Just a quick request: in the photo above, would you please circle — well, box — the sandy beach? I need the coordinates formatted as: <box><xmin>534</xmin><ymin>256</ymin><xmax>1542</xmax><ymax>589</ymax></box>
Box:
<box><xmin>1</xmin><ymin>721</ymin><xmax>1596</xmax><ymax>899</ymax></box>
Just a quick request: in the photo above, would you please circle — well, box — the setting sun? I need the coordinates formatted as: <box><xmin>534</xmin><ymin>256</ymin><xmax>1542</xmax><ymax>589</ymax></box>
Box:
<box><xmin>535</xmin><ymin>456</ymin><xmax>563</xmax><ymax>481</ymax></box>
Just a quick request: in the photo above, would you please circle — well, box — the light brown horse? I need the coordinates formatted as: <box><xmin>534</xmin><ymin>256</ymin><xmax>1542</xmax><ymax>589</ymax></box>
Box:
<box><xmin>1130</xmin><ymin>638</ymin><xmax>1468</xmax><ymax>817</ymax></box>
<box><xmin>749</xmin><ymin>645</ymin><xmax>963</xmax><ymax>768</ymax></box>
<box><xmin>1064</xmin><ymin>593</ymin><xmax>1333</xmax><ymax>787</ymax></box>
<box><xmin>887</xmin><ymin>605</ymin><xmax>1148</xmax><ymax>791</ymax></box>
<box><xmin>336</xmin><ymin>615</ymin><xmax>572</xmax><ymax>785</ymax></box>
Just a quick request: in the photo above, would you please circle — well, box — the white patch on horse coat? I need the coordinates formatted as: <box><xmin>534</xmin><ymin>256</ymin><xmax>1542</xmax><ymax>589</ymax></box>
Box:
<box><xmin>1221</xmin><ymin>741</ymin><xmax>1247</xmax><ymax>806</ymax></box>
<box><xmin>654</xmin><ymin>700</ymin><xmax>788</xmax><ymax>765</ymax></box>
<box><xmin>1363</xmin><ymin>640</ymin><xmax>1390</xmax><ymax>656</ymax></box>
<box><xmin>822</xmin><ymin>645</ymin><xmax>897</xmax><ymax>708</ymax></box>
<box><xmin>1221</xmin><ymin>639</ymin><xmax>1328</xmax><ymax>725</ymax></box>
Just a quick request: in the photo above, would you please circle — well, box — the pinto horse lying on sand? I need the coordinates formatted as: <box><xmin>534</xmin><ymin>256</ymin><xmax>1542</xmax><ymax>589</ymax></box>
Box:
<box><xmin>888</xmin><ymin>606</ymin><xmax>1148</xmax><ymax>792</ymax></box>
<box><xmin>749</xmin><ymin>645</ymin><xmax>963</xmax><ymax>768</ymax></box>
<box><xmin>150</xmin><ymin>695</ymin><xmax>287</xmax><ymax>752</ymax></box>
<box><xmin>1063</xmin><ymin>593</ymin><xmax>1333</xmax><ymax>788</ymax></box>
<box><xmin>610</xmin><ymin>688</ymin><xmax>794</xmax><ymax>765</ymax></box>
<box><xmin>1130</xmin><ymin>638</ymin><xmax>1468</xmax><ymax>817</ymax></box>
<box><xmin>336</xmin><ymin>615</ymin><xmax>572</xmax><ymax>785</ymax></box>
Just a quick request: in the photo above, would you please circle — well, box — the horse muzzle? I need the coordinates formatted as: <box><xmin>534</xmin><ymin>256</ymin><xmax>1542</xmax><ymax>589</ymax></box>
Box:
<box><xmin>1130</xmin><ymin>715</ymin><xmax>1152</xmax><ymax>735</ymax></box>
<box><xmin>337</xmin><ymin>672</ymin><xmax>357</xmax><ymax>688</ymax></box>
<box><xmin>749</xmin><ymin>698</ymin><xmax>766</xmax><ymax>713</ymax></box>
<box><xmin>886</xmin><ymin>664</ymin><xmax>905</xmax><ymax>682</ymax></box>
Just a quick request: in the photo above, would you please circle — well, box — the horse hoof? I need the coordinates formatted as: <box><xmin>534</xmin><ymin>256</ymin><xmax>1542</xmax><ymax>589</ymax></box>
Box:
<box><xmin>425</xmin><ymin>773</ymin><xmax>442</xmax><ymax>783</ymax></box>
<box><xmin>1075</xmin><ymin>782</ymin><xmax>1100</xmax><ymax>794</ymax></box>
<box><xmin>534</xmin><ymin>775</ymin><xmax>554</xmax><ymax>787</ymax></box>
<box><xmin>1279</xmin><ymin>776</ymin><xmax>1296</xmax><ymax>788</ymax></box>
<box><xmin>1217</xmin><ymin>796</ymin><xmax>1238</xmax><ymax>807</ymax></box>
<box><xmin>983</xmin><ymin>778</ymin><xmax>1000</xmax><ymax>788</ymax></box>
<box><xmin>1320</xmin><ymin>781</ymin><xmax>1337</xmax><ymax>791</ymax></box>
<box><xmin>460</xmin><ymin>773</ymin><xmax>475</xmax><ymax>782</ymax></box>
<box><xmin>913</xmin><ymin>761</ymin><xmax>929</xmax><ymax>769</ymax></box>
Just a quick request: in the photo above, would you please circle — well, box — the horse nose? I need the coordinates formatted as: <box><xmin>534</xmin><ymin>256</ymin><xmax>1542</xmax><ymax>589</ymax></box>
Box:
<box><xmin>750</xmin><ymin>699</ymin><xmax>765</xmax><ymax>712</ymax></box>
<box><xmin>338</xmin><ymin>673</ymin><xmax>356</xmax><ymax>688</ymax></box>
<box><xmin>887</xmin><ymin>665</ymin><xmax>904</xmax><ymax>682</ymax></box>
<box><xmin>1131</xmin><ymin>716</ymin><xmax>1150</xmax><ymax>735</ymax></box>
********
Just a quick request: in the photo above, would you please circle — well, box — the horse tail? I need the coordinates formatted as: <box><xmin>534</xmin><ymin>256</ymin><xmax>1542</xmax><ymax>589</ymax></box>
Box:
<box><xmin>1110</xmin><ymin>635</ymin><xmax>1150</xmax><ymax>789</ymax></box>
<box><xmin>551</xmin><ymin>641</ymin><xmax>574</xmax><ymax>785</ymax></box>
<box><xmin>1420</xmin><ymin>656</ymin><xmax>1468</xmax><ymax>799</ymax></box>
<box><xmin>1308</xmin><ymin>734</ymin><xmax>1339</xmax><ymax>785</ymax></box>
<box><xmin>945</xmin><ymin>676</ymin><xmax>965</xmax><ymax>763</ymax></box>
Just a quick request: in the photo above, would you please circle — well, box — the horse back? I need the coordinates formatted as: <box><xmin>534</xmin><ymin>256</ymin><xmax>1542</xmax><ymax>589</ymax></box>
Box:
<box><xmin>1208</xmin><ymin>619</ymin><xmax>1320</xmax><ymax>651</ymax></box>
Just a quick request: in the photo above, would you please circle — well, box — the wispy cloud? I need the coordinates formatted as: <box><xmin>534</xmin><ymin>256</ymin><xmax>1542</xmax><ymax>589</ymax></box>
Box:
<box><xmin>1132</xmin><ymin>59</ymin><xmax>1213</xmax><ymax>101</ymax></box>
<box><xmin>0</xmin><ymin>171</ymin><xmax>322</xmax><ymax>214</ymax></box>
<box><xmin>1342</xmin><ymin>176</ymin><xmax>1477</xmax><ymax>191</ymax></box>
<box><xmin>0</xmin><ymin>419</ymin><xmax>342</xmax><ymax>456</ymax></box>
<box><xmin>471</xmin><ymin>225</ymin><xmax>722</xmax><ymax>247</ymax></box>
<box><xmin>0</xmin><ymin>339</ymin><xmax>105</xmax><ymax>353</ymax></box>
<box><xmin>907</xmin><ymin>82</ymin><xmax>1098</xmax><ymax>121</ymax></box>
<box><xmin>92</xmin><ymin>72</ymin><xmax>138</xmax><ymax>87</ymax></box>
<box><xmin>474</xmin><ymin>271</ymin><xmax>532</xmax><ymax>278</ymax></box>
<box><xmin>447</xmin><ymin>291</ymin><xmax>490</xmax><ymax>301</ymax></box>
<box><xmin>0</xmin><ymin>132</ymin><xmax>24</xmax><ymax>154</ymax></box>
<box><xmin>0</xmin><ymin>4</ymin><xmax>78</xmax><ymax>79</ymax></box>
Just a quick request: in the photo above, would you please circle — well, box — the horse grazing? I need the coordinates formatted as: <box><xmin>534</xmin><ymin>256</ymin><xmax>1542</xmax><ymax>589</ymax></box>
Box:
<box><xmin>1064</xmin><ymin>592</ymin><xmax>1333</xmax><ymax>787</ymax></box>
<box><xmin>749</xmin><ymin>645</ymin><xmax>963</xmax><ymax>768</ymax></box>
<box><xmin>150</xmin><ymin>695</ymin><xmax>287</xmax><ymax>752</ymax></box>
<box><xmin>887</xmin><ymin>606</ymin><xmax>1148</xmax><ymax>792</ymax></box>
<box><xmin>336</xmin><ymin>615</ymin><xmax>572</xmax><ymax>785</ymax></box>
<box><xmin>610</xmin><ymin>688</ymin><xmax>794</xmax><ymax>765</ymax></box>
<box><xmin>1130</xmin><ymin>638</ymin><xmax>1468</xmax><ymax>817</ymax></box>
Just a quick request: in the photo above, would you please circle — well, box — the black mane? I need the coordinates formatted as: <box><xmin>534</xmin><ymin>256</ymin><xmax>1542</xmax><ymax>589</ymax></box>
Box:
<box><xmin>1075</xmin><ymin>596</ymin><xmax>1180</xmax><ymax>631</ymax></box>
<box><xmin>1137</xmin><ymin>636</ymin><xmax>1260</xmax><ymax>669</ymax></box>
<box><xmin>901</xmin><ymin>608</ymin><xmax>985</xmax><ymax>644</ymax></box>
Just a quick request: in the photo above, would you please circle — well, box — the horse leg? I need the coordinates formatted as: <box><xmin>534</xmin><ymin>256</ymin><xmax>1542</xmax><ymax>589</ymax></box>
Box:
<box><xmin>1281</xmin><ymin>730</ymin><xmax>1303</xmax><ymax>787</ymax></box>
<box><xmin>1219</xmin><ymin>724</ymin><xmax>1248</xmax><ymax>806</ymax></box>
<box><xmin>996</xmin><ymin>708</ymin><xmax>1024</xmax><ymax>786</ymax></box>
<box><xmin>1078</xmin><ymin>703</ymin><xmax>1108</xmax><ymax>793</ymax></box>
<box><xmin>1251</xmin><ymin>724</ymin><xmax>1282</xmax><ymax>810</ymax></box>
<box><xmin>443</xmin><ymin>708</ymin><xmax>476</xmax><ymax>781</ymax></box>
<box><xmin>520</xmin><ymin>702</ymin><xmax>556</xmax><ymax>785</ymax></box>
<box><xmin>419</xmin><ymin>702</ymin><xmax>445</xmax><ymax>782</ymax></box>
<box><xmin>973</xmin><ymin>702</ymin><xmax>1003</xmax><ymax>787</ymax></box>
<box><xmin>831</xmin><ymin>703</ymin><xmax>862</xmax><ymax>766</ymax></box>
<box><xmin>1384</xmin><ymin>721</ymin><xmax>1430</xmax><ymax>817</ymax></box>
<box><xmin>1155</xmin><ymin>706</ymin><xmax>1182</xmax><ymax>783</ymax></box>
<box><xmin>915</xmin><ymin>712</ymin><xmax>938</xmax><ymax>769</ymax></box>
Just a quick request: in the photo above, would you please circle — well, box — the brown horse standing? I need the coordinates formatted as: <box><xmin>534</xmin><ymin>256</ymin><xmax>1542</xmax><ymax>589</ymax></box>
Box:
********
(Problem description): Beginning at the line above with "the sandy beach?" and finishing at the line with "the white patch", return each line exactly and return nothing else.

(Answer to this task):
Just a quick request: in the photo above, would you please circle — well, box — the sandy beach? I need the coordinates formatted as: <box><xmin>534</xmin><ymin>256</ymin><xmax>1542</xmax><ymax>589</ymax></box>
Box:
<box><xmin>1</xmin><ymin>721</ymin><xmax>1596</xmax><ymax>899</ymax></box>
Just a quick request: in the photo above, would you please circle — well, box — the setting sun? I need the coordinates formatted as: <box><xmin>534</xmin><ymin>256</ymin><xmax>1542</xmax><ymax>589</ymax></box>
Box:
<box><xmin>535</xmin><ymin>456</ymin><xmax>563</xmax><ymax>481</ymax></box>
Just a quick request: in the photo above, would you please circle — well, box — the light brown horse? I need the coordinates formatted as: <box><xmin>534</xmin><ymin>256</ymin><xmax>1542</xmax><ymax>589</ymax></box>
Box:
<box><xmin>1130</xmin><ymin>638</ymin><xmax>1468</xmax><ymax>817</ymax></box>
<box><xmin>749</xmin><ymin>645</ymin><xmax>963</xmax><ymax>768</ymax></box>
<box><xmin>1064</xmin><ymin>593</ymin><xmax>1333</xmax><ymax>787</ymax></box>
<box><xmin>887</xmin><ymin>605</ymin><xmax>1148</xmax><ymax>791</ymax></box>
<box><xmin>336</xmin><ymin>615</ymin><xmax>572</xmax><ymax>785</ymax></box>
Just a quick request: in the photo above, would you please circle — well, box — the white patch on horse coat? I need the coordinates formatted as: <box><xmin>534</xmin><ymin>256</ymin><xmax>1542</xmax><ymax>589</ymax></box>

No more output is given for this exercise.